Texto citado:
Direitos Fundamentais

Acordo de Paris, proibição de retrocesso e dever de progressividade

Autores

15 de novembro de 2024, 8h00

“A questão climática é a questão de nosso tempo. É a pergunta interrogante que nos lança o destino e as respostas que nós pudermos formular decidirão qual futuro terá a humanidade – ou se haverá algum futuro. Não há outra pauta, não há outro problema, não há outra questão. A emergência climática é a antessala de todas as outras” (ministro Luiz Edson Fachin) [1].

A presente semana foi marcada pelo início da COP29 da Convenção-Quadro sobre Mudança do Clima (1992), na Cidade de Baku, no Azerbaijão. Uma semana antes, Donald Trump foi eleito novamente presidente dos Estados Unidos, já anunciando, na sequência, a retirada (mais uma vez) do maior emissor histórico de gases do efeito estufa do Acordo de Paris (2015). O Instituto Copernicus da União Europeia, que monitora o clima global, já antecipou, com base em dados de janeiro a outubro, que o ano de 2024 será o mais quente desde o início dos registros históricos (1940) [2]. A esse cenário, soma-se também a contagem regressiva para a realização da COP30 em Belém do Pará, no Brasil, no próximo ano, com o reconhecimento da importância e centralidade da proteção das florestas tropicais – em particular, a Floresta Amazônica – na agenda climática.

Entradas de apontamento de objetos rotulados

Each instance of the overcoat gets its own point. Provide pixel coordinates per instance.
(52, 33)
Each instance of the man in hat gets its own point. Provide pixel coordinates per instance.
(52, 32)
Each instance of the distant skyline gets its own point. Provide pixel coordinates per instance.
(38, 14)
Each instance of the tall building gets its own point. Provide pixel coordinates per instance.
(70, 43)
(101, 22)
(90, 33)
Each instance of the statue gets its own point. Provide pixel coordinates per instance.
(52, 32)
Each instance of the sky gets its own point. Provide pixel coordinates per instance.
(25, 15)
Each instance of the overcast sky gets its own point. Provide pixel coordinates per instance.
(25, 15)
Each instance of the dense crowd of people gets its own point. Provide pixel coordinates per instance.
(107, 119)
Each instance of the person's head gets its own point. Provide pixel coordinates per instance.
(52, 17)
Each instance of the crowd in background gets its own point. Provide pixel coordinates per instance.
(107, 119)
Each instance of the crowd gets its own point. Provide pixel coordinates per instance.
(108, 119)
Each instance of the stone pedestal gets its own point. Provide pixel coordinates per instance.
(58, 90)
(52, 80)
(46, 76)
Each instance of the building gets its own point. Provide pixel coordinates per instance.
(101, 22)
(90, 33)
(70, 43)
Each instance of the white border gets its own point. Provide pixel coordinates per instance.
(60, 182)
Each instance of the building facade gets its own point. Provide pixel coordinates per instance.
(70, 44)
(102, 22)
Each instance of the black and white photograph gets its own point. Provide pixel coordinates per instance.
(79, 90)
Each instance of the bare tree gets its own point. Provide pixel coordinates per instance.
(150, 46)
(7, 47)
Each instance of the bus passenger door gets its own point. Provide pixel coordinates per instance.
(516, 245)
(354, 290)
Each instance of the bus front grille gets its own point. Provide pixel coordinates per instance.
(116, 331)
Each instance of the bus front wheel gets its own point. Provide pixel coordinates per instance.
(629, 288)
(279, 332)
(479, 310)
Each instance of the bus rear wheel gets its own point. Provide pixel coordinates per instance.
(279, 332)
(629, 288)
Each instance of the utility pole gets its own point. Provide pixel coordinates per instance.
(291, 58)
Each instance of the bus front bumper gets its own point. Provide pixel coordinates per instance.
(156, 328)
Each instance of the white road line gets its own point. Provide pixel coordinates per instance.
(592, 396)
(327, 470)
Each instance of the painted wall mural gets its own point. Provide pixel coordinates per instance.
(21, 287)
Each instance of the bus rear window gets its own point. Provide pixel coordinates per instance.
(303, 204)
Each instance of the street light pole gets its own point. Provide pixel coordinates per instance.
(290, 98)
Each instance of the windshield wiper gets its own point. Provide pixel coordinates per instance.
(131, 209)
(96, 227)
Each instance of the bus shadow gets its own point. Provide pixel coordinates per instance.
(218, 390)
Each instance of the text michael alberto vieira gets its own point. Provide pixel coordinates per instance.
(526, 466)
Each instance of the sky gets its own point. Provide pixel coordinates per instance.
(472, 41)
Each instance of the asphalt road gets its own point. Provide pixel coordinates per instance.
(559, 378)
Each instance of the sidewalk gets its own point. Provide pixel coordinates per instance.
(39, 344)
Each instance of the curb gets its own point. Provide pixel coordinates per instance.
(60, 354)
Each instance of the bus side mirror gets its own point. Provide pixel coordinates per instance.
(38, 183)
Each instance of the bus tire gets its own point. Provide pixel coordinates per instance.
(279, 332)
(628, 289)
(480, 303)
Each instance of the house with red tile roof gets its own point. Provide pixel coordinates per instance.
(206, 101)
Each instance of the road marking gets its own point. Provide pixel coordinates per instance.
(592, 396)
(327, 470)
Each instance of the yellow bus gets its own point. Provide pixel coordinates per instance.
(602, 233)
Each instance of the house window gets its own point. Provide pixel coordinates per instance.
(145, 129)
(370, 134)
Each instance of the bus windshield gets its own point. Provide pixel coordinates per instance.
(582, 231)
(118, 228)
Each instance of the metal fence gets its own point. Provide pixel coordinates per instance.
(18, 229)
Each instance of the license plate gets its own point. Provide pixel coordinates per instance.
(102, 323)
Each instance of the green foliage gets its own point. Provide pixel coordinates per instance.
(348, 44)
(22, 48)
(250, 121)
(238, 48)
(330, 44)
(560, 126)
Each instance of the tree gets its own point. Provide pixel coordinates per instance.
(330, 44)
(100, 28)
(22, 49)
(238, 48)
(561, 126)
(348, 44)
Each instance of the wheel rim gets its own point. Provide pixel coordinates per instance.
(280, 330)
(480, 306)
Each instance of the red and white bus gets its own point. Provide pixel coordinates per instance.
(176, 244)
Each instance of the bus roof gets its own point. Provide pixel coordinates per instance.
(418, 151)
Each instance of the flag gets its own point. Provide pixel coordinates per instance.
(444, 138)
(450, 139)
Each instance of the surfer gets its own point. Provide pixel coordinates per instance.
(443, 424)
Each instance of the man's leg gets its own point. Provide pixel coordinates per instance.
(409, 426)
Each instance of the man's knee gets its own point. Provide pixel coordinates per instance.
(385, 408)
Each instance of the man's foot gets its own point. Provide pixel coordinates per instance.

Instrução 1: Diga se cada afirmação concorda com o texto sobre o Acordo de Paris, respondendo sim ou não e citando as palavras dele que decidem: (a) a COP29 começou na cidade de Baku, no Azerbaijão; (b) o Instituto Copernicus baseou sua previsão em dados de janeiro a dezembro; (c) a COP30 será realizada em Manaus.
Instrução 2: Prossiga o texto sobre o Acordo de Paris a partir da última frase apresentada.
A listagem não tem nenhum papel aqui.

Resposta esperada 1:
(a) Sim: "pelo início da COP29 da Convenção-Quadro sobre Mudança do Clima (1992), na Cidade de Baku, no Azerbaijão".
(b) Não: "com base em dados de janeiro a outubro".
(c) Não: "a realização da COP30 em Belém do Pará, no Brasil".

Resposta esperada 2:
No Brasil, o ano de 2024 já é reconhecido como aquele dos maiores desastres climáticos da nossa história. As enchentes do mês de maio no estado do Rio Grande Sul resultaram na maior tragédia climática já vista naquele ente federativo, provocando um contingente humano de mais de 600 mil deslocados climáticos e prejuízos sociais e econômicos inestimáveis. Poucos meses depois, o Pantanal, a Floresta Amazônica, o Cerrado e – pasmem! – até o interior do estado de São Paulo arderam em chamas, com incêndios florestais recordes – muitos suspeitos de serem criminosos –, os quais foram impulsionados por uma das piores secas históricas verificadas nas regiões pantaneira e amazônica. O novo normal climático chegou para valer no Brasil em 2024.

O cenário descrito, tal como reconhecido no voto-vogal do ministro Fachin da ADPF 708/DF (Fundo Clima) referido anteriormente, revela a conformação de um verdadeiro “estado de emergência climática”, o que reforça a aplicação do Acordo de Paris no plano jurídico doméstico, tomando como premissa um sistema normativo convencional ancorado tanto no princípio da proibição de retrocesso quanto no princípio da progressividade.

Mudança climática e direitos humanos

Antes de avançar na discussão, é importante referir que o Acordo de Paris promoveu a incorporação de uma dimensão climática ao Direito Internacional dos Direitos Humanos – e, por outro lado, uma abordagem de direitos humanos ao Direito Internacional Ambiental e Climático –, ao reconhecer expressamente, no seu preâmbulo, a vinculação entre mudanças climáticas e direitos humanos, dois temas que despontam como interesse comum da humanidade e que transcendem as fronteiras e os interesses nacionais:

“Reconhecendo que as mudanças climáticas são uma preocupação comum da humanidade, as Partes devem, ao tomar medidas para enfrentar as mudanças climáticas, respeitar, promover e considerar suas respectivas obrigações em relação aos direitos humanos, direito à saúde, direitos dos povos indígenas, comunidades locais, migrantes, crianças, pessoas com deficiência e pessoas em situação de vulnerabilidade e o direito ao desenvolvimento, bem como a igualdade de gênero, o empoderamento das mulheres e a equidade intergeracional”.

Mais recentemente, o Tribunal Internacional sobre o Direito do Mar (Itlos), por meio da sua Opinião Consultiva sobre “Mudanças Climáticas e Direito Internacional” (2024), reconheceu expressamente que: “as mudanças climáticas representam uma ameaça existencial e levantam questões de direitos humanos”.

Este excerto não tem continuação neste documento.